── Text passage

This is the result of switching over to pixel scale. I went ahead and included the rest of the map area just so you could really comprehend how much smaller things are. If you look closely you’ll notice the previous images pattern is now visible at the pixel scales center.

Anyway, since we can now see so much more it’s time to up the map size. Let’s go from 200×200 to 700×700. That brings us up to a grand total of 490,000 tiles from 40,000!

That’s better. I’m still using the same seed and threshold so due to how noise works, the previous image can be found in this images upper left corner.

Scroll up to look and then back down and you’ll see what I mean.

The next step is to make the world a little more interesting. I’m sure you’ve noticed how repetitive the noise looks. It was fine when we were zoomed in but now that we’re zoomed out a very obvious pattern has emerged. It doesn’t look like any kind of terrain I’ve ever seen! It comes off as some sort of bizarre planet covered in lakes.

This is another problem with noise. It’s very repetitive looking. This happens because the noise isn’t as random as you might think. If it was, then these images would look like static.

It’s beyond the scope of this blog to explain how and why the noise generates shapes instead of useless static, but this wiki entry about noise might help you a little bit.

Either way, static isn’t very useful in regards to terrain generation. The repetitive patterns, though, aren’t exactly ideal either. They look artificial and just plain weird.

The answer is more manipulation. I’ve found the best way to reduce this sameyness is to mix your noise with more noise. That’s what we’re going to do next. I’m going to generate some big and small noise and then evenly mix them together to see what happens.

Here is an animated version of the same images to try and better show the combination.

The end result is certainly more interesting visually but it’s still pretty samey. The only thing I really accomplished was replacing the old pattern with a new one. It’s rougher, sure, as if the world has been eroded over time, but the map still looks very repetitive from top to bottom.

It’s just less squiggly and more spikey.

To further improve this, I’m going to make both sets of noise bigger.

I’m pretty happy with this result! It also helps show off the whole noise combination thing a lot better since you can more clearly see how each set of noise influenced the final result.

This worked better because each set of noise had a bigger scale.

Previously, each set of noise was like static. Theirs shapes, sure, but they’re just a bunch of small patterns. The big noise, though, due to taking up so much space can’t repeat itself as much. This makes the end result more unique when it gets combined with other noise.

This is the map I’ll be using from now on so get used to it! The next thing I want to do is some noise maintenance. I’m going to nuke a few of those small islands from orbit.

Before and after small areas of land were turned into water.

Here is the end result. I turned any landmasses that were less than 30 tiles in total into water. The next step is basically the same thing but used on different terrain. I’m going to use my godly powers to erase any blobs of water that are too small now instead of land.

Before and after tiny bodies of water were turned into land.

I settled on a minimum water count of 50 after some trial and error. It gets rid of all the dumb puddles while retaining a few lakes and other interesting bodies of water.

What’s next? It’s time to give the world some actual terrain. Forests, mountains, deserts and other stuff like that! Believe it or not, I’m going to use more noise to accomplish this.

Here is our map with the addition of forests. It looks stupid because I need to add some new carving rules. I need to restrict the forests to only being carved over land tiles.

────

▸ Exercise set
1. Answer these questions from the terrain-generation text, one answer per line, marked like the questions:
(a) What map size does the map grow from, and what size does it grow to?
(b) Below what total tile count were landmasses turned into water?
(c) What minimum water count was settled on?
2. Rewrite as a short bulleted list the paragraph in the terrain-generation text that begins "Here is the end result. I turned any landmasses", keeping its main facts.
3. List every number that appears in the terrain-generation text.

── Information provided

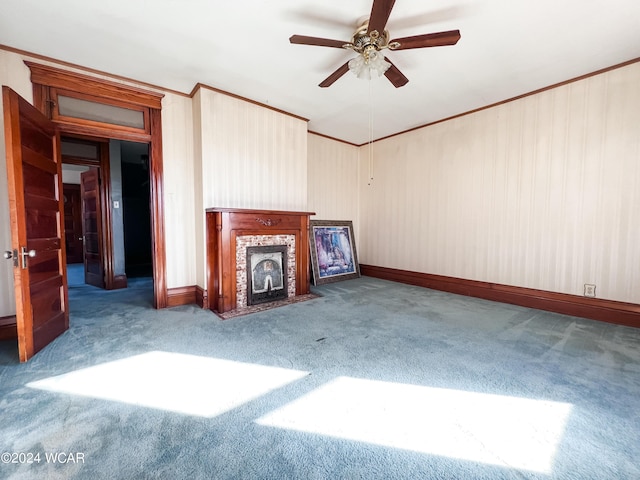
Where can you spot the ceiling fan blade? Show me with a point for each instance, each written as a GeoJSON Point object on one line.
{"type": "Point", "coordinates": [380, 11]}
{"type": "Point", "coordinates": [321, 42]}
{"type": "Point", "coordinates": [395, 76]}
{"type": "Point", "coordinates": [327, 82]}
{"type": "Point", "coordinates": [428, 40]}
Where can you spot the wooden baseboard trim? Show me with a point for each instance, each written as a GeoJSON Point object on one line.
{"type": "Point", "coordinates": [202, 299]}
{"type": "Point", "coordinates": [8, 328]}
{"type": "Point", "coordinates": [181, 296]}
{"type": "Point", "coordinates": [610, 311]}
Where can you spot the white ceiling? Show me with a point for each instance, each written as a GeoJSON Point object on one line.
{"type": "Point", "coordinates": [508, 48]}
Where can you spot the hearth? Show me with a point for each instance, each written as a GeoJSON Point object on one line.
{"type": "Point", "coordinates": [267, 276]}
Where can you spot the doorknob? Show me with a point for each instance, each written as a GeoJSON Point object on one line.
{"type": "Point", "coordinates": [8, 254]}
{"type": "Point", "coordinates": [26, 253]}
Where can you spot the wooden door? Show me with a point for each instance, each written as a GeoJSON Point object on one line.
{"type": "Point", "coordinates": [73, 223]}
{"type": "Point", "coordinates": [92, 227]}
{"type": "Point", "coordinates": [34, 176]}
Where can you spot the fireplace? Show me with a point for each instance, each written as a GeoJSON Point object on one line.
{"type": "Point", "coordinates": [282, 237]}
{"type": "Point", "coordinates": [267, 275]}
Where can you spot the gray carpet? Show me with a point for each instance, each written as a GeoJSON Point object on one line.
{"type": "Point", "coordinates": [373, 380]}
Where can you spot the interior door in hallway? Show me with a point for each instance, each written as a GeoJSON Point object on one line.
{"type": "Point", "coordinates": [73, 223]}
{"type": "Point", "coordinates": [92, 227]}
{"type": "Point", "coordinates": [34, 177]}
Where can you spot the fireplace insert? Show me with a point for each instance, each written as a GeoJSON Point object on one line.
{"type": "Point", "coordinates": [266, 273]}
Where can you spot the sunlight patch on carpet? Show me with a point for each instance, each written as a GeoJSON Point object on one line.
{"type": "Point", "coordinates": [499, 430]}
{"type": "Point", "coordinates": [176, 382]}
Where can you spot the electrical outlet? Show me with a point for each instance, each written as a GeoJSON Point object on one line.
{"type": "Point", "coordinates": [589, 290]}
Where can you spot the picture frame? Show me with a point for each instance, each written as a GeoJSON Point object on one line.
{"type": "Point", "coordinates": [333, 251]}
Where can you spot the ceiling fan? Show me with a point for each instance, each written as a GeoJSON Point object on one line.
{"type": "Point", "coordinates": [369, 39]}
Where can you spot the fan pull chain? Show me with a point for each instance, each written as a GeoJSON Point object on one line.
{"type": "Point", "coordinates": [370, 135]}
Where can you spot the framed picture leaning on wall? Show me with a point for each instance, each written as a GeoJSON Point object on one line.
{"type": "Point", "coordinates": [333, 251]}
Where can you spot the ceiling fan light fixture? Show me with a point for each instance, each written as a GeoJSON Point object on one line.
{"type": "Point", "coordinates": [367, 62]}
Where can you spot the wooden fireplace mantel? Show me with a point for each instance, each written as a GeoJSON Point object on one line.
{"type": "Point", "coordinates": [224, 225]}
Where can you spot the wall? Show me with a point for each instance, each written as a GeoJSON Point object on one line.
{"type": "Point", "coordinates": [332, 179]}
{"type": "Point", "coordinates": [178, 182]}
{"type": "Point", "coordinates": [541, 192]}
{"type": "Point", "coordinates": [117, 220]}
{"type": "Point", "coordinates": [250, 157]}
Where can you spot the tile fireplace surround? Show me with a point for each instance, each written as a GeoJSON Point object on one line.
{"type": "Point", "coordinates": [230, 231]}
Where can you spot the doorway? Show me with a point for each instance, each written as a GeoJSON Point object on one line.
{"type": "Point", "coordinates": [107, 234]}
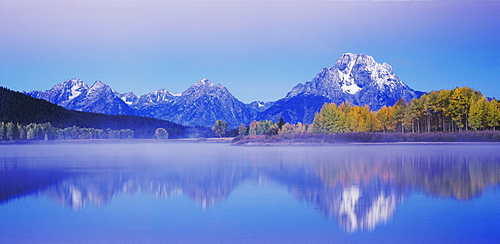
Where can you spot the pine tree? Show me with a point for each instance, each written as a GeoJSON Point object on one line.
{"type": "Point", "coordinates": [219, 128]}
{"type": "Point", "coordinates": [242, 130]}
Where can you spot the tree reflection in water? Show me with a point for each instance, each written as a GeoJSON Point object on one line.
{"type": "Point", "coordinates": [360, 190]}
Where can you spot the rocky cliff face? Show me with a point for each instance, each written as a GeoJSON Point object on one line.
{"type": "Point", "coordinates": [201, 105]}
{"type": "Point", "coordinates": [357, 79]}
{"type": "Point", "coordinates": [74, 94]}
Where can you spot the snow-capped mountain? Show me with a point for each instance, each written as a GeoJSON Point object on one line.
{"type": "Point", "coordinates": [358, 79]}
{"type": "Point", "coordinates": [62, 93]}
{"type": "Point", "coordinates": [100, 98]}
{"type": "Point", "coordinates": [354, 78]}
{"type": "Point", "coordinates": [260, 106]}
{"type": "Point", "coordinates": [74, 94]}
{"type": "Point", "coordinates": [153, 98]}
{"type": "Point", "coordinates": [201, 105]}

────
── Information provided

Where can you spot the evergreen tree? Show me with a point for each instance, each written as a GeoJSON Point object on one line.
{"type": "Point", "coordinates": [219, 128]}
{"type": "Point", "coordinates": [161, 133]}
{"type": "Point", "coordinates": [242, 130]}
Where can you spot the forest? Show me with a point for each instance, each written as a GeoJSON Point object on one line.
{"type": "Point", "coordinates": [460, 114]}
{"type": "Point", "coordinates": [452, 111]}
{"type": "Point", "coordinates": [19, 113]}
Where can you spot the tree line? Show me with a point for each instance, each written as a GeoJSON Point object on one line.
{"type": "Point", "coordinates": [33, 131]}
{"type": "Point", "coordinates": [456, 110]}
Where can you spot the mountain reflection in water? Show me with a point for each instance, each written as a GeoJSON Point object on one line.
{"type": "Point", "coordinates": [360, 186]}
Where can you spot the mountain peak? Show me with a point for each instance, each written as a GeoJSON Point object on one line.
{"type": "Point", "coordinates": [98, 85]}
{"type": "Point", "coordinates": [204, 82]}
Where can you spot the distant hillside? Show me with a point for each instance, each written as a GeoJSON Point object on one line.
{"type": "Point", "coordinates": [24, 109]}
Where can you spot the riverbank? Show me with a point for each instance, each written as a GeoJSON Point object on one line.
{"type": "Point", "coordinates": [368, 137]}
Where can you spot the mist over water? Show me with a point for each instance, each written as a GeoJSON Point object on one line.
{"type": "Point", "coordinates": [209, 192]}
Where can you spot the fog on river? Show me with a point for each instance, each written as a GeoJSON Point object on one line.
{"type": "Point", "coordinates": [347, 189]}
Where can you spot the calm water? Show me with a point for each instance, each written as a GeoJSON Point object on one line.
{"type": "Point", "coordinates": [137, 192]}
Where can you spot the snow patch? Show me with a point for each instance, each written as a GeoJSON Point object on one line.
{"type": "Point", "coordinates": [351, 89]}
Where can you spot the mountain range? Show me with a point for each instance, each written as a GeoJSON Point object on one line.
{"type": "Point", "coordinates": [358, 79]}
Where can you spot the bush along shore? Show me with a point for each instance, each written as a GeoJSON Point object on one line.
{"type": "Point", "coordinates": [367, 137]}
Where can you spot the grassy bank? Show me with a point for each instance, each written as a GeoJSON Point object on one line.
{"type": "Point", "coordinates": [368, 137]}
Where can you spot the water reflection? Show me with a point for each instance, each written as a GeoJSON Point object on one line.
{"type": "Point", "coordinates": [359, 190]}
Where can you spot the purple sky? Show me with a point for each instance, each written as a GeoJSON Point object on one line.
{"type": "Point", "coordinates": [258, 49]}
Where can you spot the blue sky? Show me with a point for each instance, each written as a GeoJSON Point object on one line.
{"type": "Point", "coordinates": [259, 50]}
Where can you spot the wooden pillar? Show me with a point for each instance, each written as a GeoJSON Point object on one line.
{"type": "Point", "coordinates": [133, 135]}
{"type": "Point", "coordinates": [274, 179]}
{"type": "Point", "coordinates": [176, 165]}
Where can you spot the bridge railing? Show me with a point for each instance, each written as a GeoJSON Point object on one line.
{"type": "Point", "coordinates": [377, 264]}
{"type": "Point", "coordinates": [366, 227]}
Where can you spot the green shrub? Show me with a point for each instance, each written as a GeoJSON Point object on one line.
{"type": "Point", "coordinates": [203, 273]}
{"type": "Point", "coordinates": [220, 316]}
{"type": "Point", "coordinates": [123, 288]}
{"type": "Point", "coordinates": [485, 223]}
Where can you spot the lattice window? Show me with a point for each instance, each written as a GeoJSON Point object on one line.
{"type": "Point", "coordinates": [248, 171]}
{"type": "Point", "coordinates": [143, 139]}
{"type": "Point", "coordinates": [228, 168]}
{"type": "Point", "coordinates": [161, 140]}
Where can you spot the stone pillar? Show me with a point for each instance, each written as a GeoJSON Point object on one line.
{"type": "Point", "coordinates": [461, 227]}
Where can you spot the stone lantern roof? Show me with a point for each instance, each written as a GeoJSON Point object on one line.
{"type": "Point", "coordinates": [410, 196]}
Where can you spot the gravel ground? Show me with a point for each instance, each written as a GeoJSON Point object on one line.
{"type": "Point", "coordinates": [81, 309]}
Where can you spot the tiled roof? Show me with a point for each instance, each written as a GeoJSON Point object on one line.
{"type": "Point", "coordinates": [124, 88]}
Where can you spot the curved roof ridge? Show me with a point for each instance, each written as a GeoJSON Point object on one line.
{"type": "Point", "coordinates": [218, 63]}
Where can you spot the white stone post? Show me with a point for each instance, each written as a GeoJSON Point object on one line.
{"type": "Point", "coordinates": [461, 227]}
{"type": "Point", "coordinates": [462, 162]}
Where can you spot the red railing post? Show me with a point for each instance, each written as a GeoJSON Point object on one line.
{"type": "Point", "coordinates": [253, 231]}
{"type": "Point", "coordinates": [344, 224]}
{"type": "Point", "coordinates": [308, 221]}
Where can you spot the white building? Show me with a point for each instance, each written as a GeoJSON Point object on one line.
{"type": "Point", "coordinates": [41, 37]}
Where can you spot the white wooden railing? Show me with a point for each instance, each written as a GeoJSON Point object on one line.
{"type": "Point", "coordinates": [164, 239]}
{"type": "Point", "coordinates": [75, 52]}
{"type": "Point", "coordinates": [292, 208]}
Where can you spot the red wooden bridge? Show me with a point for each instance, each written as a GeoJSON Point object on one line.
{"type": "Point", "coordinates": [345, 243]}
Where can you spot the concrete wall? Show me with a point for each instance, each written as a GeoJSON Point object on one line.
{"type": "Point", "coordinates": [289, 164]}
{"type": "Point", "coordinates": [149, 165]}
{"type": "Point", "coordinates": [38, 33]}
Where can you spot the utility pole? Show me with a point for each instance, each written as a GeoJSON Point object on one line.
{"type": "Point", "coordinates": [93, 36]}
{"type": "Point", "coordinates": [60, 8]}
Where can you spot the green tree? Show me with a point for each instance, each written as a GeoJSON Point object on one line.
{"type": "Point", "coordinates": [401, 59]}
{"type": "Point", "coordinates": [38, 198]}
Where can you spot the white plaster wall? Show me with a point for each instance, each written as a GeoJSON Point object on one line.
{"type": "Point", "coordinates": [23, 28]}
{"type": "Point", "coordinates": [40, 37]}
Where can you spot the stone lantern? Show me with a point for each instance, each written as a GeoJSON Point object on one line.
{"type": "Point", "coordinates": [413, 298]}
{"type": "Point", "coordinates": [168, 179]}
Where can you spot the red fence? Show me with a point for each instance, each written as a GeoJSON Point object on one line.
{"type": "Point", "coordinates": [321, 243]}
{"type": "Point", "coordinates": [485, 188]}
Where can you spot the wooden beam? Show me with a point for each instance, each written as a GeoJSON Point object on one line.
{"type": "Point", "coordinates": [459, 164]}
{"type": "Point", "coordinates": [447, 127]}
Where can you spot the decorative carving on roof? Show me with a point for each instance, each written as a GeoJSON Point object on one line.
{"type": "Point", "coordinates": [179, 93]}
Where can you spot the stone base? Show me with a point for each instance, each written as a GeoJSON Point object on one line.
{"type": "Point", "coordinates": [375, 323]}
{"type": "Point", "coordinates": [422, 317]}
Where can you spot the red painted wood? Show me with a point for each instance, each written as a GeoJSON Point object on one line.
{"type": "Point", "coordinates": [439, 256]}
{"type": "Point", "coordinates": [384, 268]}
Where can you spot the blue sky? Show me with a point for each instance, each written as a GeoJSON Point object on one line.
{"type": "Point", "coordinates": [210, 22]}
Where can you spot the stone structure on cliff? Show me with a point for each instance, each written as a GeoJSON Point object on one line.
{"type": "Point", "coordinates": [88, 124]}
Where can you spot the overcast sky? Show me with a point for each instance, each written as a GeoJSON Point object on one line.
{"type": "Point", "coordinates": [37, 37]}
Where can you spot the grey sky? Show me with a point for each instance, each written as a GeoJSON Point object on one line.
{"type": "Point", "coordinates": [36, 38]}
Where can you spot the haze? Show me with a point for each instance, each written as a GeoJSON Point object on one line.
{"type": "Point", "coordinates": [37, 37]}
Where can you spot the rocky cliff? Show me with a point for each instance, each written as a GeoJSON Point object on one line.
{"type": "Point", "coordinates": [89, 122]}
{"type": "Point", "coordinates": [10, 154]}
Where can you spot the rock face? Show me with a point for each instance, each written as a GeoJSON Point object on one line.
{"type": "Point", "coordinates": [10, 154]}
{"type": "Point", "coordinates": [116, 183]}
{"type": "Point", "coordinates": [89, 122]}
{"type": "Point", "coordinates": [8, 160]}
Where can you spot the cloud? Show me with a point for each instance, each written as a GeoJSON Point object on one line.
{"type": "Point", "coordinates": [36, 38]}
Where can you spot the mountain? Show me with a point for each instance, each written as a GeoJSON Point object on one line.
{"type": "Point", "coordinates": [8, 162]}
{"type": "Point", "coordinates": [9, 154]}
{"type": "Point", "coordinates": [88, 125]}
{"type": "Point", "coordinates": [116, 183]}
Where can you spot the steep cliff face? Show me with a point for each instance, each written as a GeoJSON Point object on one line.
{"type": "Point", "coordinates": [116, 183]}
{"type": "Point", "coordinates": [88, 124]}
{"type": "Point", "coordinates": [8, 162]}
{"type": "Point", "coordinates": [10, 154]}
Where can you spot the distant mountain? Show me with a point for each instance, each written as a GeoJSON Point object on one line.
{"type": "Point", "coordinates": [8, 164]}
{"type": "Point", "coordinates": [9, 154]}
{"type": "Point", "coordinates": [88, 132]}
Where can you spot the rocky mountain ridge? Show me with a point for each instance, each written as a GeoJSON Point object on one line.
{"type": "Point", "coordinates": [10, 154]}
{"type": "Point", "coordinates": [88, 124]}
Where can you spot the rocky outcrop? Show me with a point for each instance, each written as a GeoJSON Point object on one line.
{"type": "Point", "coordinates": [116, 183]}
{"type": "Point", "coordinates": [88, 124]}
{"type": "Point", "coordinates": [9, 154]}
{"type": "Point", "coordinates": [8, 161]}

────

▸ Outputs for the tasks
1.
(a) It grows from 200×200 to 700×700.
(b) Landmasses of less than 30 tiles in total were turned into water.
(c) The minimum water count was 50.

2.
- The end result is shown.
- Any landmass of less than 30 tiles in total was turned into water.
- The next step is the same operation applied to different terrain.
- Water blobs that are too small will be erased, instead of land.

3.
- 200×200
- 700×700
- 490,000
- 40,000
- 30
- 50